Saved data entries
[Start of Attachment]

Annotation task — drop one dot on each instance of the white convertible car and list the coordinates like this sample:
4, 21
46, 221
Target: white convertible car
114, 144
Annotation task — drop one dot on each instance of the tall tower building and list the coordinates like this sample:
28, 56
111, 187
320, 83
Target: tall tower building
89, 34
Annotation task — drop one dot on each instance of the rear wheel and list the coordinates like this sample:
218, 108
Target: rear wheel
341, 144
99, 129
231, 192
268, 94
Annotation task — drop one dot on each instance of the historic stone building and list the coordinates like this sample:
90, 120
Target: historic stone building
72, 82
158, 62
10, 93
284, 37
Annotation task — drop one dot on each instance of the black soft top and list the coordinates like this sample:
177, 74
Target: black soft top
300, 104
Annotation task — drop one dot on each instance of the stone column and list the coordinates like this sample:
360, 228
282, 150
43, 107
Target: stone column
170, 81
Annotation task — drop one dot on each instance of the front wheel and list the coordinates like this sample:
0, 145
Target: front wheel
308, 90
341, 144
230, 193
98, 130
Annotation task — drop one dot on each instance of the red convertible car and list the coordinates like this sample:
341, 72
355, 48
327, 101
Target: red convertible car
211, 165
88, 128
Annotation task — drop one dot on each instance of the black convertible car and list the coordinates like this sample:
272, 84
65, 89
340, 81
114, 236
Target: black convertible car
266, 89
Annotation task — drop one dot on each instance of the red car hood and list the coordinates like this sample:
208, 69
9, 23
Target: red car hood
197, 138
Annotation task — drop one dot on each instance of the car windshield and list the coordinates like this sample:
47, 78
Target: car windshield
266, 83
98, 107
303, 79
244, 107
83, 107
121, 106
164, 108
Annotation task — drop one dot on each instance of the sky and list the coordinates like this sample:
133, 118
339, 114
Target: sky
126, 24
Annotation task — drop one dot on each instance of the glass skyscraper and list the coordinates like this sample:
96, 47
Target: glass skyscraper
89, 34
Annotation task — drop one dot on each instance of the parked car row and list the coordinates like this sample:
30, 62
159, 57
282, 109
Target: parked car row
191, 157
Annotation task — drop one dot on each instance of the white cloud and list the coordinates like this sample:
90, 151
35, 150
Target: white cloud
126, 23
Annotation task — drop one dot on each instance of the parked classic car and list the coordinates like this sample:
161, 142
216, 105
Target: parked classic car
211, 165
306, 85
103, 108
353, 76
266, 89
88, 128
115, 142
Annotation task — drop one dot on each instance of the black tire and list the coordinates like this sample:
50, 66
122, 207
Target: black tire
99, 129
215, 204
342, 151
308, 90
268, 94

[End of Attachment]

# [Activity]
Lines before the one containing "Target: sky" are to be left out; that line and every line after it through the end of the data should be copied exactly.

# [Answer space]
Target: sky
126, 24
Annotation task — drop one dot on each instance of the glass skyscraper and list the coordinates like this sample:
96, 47
Target: glass skyscraper
89, 34
Annotation task — drop one dot on each instance of the parked car row and list the coordinates like this sample:
30, 62
159, 57
282, 109
Target: parked car row
191, 157
Annotation task — drop one dot on each instance of the white cloud and list the coordinates like this sample:
90, 151
35, 150
Target: white cloud
126, 23
Annotation task — drop one dot on each instance of the parked classic car and list the coordinates like this sample:
161, 142
216, 105
Target: parked classic car
211, 165
306, 85
103, 108
353, 76
266, 89
88, 128
115, 142
Annotation task — drop one dot on each instance of the black tire and list the coordinates like this sample:
50, 66
122, 207
Target: black tire
99, 129
215, 204
342, 151
308, 90
268, 94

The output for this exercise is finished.